» **Material for the task**
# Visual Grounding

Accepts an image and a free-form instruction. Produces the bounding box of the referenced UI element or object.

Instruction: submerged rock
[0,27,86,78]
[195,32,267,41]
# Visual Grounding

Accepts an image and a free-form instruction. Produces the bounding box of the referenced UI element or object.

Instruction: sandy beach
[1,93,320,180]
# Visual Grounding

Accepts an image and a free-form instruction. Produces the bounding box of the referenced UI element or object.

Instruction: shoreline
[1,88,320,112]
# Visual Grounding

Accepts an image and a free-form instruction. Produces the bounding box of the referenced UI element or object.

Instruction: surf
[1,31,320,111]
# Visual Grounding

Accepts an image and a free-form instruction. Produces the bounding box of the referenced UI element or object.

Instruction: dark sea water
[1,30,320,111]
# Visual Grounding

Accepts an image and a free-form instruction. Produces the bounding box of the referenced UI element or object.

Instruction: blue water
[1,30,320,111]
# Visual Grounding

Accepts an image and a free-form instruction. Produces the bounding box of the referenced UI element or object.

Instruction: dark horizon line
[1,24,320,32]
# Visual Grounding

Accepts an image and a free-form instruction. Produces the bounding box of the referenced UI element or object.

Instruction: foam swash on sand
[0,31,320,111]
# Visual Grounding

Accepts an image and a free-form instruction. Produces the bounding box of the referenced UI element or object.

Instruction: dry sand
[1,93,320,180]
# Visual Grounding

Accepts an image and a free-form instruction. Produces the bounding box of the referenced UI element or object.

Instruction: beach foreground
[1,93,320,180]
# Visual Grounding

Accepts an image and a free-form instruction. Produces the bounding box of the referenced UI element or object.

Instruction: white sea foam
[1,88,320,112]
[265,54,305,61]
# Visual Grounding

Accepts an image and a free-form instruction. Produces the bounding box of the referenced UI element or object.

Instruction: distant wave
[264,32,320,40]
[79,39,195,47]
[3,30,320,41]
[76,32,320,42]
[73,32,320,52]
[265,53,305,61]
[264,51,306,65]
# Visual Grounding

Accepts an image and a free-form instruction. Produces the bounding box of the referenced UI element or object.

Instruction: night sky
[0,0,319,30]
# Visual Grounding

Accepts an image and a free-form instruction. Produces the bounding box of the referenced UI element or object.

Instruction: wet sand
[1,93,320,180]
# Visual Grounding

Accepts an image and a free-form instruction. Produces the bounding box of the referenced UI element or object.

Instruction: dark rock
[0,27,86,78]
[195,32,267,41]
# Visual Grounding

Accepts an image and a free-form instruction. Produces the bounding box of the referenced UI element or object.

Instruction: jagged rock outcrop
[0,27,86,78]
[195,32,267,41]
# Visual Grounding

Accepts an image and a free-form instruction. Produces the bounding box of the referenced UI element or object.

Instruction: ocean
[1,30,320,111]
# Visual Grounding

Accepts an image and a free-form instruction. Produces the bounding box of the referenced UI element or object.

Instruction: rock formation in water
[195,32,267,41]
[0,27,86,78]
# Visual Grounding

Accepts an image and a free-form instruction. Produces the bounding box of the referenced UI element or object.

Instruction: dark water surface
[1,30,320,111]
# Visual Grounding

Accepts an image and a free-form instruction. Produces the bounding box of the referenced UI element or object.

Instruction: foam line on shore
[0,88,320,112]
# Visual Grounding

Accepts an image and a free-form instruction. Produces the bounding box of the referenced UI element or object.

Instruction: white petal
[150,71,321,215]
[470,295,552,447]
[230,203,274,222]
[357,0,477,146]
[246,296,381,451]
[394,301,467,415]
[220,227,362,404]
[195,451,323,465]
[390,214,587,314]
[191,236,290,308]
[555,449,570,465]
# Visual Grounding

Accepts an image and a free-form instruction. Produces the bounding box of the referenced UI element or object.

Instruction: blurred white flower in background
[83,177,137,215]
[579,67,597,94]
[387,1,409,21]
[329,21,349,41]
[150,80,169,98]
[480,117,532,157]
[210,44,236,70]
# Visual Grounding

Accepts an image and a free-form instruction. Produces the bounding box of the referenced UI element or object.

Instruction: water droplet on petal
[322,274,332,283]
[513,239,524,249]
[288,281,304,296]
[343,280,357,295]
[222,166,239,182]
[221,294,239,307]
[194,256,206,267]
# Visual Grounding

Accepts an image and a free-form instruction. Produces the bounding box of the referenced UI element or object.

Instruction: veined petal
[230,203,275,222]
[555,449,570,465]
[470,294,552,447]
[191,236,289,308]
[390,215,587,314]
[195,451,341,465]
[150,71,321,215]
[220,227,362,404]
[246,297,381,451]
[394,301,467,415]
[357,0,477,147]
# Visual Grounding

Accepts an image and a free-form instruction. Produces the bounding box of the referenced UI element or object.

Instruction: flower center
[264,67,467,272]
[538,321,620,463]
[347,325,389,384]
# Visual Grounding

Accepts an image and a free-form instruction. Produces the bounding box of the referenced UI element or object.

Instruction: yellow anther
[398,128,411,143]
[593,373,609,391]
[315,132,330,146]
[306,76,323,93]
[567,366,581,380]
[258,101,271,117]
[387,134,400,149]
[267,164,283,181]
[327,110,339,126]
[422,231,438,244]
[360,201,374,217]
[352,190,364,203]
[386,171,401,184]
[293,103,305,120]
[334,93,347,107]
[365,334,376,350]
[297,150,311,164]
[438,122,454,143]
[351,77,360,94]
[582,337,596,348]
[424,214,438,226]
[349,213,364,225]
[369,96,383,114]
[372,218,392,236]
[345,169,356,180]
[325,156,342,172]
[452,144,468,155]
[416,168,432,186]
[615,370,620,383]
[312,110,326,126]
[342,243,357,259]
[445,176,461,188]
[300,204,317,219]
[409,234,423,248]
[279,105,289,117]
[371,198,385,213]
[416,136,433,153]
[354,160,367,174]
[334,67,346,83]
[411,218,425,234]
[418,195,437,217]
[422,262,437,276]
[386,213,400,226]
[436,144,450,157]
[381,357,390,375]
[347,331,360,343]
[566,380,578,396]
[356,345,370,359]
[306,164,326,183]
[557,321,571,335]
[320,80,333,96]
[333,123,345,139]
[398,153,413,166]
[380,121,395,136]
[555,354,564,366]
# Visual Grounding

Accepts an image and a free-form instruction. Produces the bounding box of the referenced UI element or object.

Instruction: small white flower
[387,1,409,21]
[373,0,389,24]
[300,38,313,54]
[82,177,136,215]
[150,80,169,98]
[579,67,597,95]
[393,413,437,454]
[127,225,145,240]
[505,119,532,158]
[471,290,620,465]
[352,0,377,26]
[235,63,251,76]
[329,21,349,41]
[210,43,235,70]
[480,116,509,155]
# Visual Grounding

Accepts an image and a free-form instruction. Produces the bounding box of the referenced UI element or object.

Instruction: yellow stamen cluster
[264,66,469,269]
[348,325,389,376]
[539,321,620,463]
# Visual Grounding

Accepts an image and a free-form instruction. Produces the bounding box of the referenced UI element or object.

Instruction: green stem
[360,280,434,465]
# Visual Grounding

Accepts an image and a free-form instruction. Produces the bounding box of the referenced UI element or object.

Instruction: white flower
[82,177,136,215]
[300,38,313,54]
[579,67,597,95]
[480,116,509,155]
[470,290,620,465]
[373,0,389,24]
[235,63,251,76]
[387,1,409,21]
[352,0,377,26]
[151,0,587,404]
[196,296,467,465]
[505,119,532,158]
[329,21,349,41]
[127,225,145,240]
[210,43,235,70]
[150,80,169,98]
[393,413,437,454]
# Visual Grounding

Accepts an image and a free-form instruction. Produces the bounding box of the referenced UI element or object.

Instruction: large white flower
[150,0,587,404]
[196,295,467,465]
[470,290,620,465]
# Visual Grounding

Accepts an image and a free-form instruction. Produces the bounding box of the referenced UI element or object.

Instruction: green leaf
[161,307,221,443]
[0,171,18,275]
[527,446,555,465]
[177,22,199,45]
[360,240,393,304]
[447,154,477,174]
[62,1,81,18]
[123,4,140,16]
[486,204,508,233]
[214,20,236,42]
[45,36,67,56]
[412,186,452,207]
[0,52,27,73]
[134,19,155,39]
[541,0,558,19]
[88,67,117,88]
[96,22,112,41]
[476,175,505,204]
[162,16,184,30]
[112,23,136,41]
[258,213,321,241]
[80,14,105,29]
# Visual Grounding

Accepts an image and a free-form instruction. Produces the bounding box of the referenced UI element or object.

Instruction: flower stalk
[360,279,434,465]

» **Aim of the exercise**
What you return must match, line for line, the data from the line containing "Instruction: green leaf" to its end, both ends included.

» **Answer for this exercise**
Instruction: green leaf
[161,307,221,443]
[0,171,18,275]
[527,446,555,465]
[177,22,199,45]
[360,240,393,304]
[447,154,477,174]
[62,1,81,18]
[123,4,140,16]
[486,204,508,233]
[214,20,236,42]
[45,36,67,56]
[412,186,452,207]
[0,52,27,73]
[134,19,155,39]
[541,0,558,19]
[88,67,117,88]
[96,22,112,41]
[476,175,505,204]
[162,16,184,30]
[112,23,136,41]
[258,213,321,241]
[80,14,105,29]
# Visual Grounding

Accepts an image and a free-form instruction. Produces the bounding box of the referenced UI element or object.

Instruction: flower stalk
[360,279,434,465]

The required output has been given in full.